Short task -
Rewrite the lines below as a Markdown table with the columns Row and Line. Begin at the line that has "I need to find the white window", stop after the line that has "135, 131, 163]]", number each row, and leave out blank lines.

____

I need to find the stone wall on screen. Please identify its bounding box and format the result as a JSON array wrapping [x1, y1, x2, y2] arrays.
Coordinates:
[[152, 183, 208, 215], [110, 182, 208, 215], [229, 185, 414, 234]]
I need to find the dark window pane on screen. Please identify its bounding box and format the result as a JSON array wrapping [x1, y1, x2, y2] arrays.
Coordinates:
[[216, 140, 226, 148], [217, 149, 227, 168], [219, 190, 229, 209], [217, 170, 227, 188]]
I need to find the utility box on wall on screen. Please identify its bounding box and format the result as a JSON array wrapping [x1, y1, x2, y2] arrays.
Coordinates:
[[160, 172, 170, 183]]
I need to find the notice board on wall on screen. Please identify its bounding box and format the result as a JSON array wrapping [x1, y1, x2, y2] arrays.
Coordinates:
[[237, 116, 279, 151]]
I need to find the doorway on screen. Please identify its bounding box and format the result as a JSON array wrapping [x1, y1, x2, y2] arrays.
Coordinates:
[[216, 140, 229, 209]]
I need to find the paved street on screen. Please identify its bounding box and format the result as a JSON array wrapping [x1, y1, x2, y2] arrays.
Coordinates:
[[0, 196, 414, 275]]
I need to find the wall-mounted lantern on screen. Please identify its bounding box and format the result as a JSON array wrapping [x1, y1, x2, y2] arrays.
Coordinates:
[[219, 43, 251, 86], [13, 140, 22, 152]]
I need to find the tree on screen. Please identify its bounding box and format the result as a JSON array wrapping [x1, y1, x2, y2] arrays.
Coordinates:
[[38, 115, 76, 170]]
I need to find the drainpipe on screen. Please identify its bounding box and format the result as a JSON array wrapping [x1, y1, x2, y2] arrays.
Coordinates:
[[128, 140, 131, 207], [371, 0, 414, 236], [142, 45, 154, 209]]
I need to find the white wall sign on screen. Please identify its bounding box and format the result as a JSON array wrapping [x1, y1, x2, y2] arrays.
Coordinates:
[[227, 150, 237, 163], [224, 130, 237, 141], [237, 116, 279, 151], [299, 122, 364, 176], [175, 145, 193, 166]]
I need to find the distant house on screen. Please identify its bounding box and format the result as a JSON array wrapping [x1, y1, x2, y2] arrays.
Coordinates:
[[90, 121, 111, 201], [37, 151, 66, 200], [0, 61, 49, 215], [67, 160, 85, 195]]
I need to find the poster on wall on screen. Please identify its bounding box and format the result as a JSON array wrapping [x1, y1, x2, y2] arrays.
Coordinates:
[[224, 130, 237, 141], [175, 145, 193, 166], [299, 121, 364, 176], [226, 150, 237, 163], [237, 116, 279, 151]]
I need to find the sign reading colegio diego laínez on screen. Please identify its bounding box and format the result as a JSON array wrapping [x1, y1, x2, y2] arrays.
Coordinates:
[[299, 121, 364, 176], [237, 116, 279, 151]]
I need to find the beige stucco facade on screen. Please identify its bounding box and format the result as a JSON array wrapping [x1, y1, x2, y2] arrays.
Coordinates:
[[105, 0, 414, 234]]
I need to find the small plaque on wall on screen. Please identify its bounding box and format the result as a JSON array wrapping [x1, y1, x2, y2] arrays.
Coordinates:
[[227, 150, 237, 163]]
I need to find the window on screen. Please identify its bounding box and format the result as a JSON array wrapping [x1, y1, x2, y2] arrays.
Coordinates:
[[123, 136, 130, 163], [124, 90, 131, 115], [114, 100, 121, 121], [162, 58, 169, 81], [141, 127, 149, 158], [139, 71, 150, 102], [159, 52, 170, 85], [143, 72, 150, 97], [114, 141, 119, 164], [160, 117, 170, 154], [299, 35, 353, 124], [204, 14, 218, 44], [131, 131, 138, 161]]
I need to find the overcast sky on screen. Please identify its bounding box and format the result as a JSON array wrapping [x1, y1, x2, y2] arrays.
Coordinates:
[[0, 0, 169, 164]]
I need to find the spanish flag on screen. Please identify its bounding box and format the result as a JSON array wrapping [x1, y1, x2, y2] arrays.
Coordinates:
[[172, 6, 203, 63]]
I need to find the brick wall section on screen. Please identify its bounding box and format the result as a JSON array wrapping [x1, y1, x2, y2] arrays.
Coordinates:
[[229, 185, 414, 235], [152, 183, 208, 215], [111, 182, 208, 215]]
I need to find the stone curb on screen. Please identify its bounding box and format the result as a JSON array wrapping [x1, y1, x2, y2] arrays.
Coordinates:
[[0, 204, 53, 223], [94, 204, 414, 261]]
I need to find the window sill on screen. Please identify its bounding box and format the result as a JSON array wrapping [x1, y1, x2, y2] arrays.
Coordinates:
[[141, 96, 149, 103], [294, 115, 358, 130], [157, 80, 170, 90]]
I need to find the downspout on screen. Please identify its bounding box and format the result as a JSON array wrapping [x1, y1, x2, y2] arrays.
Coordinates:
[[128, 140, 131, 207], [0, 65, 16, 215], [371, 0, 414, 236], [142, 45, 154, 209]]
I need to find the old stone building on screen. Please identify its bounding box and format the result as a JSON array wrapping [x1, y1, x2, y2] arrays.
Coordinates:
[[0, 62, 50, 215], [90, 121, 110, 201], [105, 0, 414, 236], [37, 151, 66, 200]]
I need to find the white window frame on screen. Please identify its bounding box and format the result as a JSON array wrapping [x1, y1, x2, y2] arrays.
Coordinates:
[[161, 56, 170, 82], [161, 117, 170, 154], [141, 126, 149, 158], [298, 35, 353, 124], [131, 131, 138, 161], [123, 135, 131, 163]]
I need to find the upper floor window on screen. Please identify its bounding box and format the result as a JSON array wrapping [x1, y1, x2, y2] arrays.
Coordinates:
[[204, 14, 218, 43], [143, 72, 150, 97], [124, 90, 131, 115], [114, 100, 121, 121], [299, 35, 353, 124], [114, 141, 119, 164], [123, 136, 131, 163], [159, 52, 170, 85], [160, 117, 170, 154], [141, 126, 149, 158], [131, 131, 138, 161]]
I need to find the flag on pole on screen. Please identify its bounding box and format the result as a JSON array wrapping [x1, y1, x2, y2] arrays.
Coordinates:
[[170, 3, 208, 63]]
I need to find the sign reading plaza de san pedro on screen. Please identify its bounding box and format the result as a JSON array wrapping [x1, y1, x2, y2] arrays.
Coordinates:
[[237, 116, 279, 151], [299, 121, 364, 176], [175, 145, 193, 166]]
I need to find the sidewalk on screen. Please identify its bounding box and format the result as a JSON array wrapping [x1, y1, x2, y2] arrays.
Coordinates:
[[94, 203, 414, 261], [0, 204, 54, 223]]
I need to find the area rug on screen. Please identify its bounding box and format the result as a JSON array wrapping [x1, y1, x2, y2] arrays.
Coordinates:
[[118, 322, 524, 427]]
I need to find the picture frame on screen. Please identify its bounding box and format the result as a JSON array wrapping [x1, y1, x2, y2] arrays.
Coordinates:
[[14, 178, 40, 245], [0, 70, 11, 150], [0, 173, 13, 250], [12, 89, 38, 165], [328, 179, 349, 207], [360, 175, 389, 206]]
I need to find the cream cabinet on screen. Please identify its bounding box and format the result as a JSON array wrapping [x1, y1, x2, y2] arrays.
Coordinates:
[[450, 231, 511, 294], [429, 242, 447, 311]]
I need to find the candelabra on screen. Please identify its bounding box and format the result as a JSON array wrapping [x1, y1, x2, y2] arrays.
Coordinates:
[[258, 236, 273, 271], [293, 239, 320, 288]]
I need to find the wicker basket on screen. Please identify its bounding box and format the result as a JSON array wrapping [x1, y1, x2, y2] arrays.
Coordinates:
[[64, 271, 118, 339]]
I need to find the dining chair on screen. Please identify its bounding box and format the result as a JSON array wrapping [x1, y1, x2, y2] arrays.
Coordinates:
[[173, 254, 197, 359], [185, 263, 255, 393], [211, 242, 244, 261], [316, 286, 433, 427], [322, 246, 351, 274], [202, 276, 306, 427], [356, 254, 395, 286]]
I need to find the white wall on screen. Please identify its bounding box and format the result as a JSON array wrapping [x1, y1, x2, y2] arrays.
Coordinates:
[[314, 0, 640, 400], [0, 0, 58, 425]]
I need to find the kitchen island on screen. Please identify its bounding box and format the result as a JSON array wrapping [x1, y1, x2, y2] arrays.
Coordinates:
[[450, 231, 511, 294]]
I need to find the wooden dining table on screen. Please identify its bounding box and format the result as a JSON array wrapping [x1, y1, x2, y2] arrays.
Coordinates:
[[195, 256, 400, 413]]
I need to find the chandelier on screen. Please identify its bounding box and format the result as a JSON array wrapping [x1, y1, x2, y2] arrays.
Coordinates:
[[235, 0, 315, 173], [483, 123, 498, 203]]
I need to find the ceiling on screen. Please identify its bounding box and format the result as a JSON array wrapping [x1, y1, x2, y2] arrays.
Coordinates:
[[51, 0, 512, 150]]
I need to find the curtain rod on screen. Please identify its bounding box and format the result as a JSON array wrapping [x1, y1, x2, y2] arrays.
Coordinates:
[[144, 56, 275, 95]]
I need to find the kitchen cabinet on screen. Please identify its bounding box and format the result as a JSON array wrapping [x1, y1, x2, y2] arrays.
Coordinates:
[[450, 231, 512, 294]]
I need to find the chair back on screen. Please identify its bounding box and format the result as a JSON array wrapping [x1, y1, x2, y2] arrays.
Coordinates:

____

Response to the task -
| Row | Line |
|---|---|
| 1 | I need to find the white window frame on screen. Please identify its bounding box and format the result as a JSON array wrapping [x1, y1, x2, y2] arrays. |
| 2 | Coordinates: |
| 3 | [[161, 56, 170, 82], [161, 117, 170, 154], [141, 126, 149, 158], [298, 35, 353, 124], [131, 131, 138, 161], [123, 135, 131, 163]] |